§ **Vorgegebener Textauszug**:
━━━━━━━━━━

Wolfgang Deicke, Co-Leiter der Task Force Digitale Lehre, blickt auf zwei „sehr bereichernde und gleichzeitig harte Semester“ zurück. Im Interview erklärt er, warum die zwei Semester digitale Lehre technisch gut funktioniert haben, und was Studierende noch brauchen, um sich besser in der Lehre zu strukturieren und motivieren.

Herr Deicke, wir haben mit 198 Nominierungen für 106 Veranstaltungen beziehungsweise Lehrende (Stand 1. März) einen Rekord bei den Vorschlägen für den Preis für gute Lehre 2020. Wie erklären Sie sich die große Teilnahme?

━━━━━━━━━━

§ **Datenauszüge**:
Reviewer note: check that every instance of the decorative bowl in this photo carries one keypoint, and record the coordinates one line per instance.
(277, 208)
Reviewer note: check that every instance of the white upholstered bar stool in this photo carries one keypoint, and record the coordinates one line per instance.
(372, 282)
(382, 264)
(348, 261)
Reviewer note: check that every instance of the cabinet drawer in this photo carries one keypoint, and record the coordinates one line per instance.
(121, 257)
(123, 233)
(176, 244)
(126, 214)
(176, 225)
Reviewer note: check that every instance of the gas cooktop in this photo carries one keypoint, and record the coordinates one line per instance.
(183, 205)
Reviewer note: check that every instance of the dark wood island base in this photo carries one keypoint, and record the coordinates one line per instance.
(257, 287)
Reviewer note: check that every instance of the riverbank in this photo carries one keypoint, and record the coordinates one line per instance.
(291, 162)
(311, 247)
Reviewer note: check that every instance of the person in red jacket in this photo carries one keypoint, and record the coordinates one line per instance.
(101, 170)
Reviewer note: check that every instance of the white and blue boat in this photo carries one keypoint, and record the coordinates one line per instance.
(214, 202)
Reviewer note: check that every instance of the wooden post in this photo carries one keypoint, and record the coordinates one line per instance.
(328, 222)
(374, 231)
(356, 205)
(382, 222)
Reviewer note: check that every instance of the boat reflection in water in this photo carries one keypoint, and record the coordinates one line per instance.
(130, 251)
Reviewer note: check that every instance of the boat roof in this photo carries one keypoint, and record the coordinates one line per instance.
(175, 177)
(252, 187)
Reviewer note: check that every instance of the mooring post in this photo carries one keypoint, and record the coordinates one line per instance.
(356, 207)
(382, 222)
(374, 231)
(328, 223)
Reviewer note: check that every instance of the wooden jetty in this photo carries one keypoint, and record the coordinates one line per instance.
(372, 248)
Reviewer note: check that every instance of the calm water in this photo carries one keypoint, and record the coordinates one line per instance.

━━━━━━━━━━

§ **Aufgabe**:
Geben Sie den Textauszug von „Wolfgang Deicke, Co-Leiter“ bis einschließlich „die große Teilnahme?“ wieder und ersetzen Sie dabei „Rekord“ durch „Höchststand“. Für die Bearbeitung zählt allein der Textauszug, nicht die Daten.

§ **Lösung**:
Wolfgang Deicke, Co-Leiter der Task Force Digitale Lehre, blickt auf zwei „sehr bereichernde und gleichzeitig harte Semester“ zurück. Im Interview erklärt er, warum die zwei Semester digitale Lehre technisch gut funktioniert haben, und was Studierende noch brauchen, um sich besser in der Lehre zu strukturieren und motivieren.

Herr Deicke, wir haben mit 198 Nominierungen für 106 Veranstaltungen beziehungsweise Lehrende (Stand 1. März) einen Höchststand bei den Vorschlägen für den Preis für gute Lehre 2020. Wie erklären Sie sich die große Teilnahme?